- [VORLIEGENDER TEXT]
Vorstellung der Vorstudie zur Machbarkeit einer gebietszentralen Wärmeversorgung Beratung und Beschlussfassung über die weitere Vorgehensweise


Daten angezeigt aus Sitzung:  0241. Sitzung des Stadtrates, 23.04.2024

Beratungsreihenfolge
Gremium Sitzung Sitzungsdatum ö / nö Beratungstyp TOP-Nr.
Stadtrat 0241. Sitzung des Stadtrates 23.04.2024 ö beschliessend 5

Sachverhalt

Im Zuge der Entwicklung des Baugebiet „Oberkirch 4 - Pitzfeld Ost“ in Weißensee wurde im Interesse des Umwelt- und Klimaschutzes eine Vorstudie zur Machbarkeit einer gebietszentralen Nahwärmeversorgung für das gesamte Neubaugebiet beauftragt. Die Vorstudie soll aufzeigen, wie eine Umsetzung eines Wärmenetzes technisch als auch wirtschaftlich realisiert werden könnte, mit dem Ziel einer möglichst CO2-neutralen Wärmeversorgung. Innerhalb der Studie wurden verschiedene Konzepte zur sicheren und umweltschonenden Wärmeversorgung betrachtet und hinsichtlich ihrer Effektivität, Klimaverträglichkeit und Kosten bewertet. Das zentrale Ziel lag darin, möglichst umfangreiche Optionen und Konzepte zu betrachten und eine engere Auswahl an konkreten Versorgungskonzepten für eine ggf. folgende Machbarkeitsstudie zu erhalten.

- [DATENSATZAUSZUG]

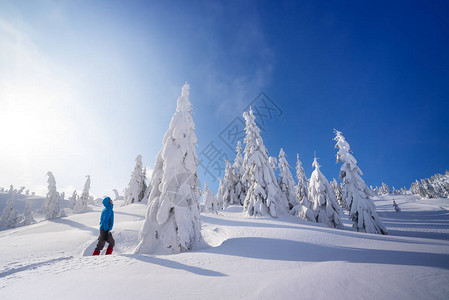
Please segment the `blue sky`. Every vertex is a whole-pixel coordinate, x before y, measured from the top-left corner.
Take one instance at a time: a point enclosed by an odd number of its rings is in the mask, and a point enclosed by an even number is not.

- [AUFGABE 1]
Fasse die Vorlage zur Nahwärmeversorgung in genau zwei Sätzen zusammen.
- [AUFGABE 2]
Führe die Vorlage zur Nahwärmeversorgung im Anschluss an ihren letzten Satz weiter.

- [ENDGÜLTIGE ANTWORT 1]
Für das Neubaugebiet „Oberkirch 4 - Pitzfeld Ost“ in Weißensee wurde im Interesse des Umwelt- und Klimaschutzes eine Vorstudie zur Machbarkeit einer gebietszentralen Nahwärmeversorgung beauftragt. Sie soll zeigen, wie ein Wärmenetz mit möglichst CO2-neutraler Versorgung technisch und wirtschaftlich realisiert werden könnte, und bewertet dazu verschiedene Konzepte nach Effektivität, Klimaverträglichkeit und Kosten, um eine engere Auswahl für eine gegebenenfalls folgende Machbarkeitsstudie zu erhalten.

- [ENDGÜLTIGE ANTWORT 2]
Die Erkenntnisse, die durch die Variantenuntersuchung innerhalb der Vorstudie gewonnen wurden, werden in der heutigen Sitzung durch Herrn Dipl. Ing. Klaus-Peter Dietmayer, der mit der Ausarbeitung der Vorstudie beauftragt wurde, vorgestellt und erläutert.

Ergebnis der Vorstudie
Im Rahmen der Vorstudie wurden in Anbetracht ökologischer sowie ökonomischer Aspekte zunächst unterschiedlichste Szenarien betrachtet. Als Versorgungslösungen wurden dabei u. a. folgende Varianten, alternativ zum fossilen Erdgas, untersucht:

V1; dezentrale Wärmeerzeugung via Luft/Wasser-Wärmepumpen
Wärmepumpen die der Außenluft Wärme entziehen haben aus Kostengründen und wegen der vergleichsweisen zumeist unkomplizierten Installation gegenwärtig einen großen Marktanteil.
Bei der dezentralen Variante mit Luft-/Wasser-Wärmepumpen bleibt die Wärmeversorgung im Grunde den Bauherren überlassen und die Stadt hat nur geringen Einfluss auf die Umsetzung (über planerische Festsetzungen). 

V2; zentrale Wärmeerzeugung mit einem Biomassekessel (Holzpellets)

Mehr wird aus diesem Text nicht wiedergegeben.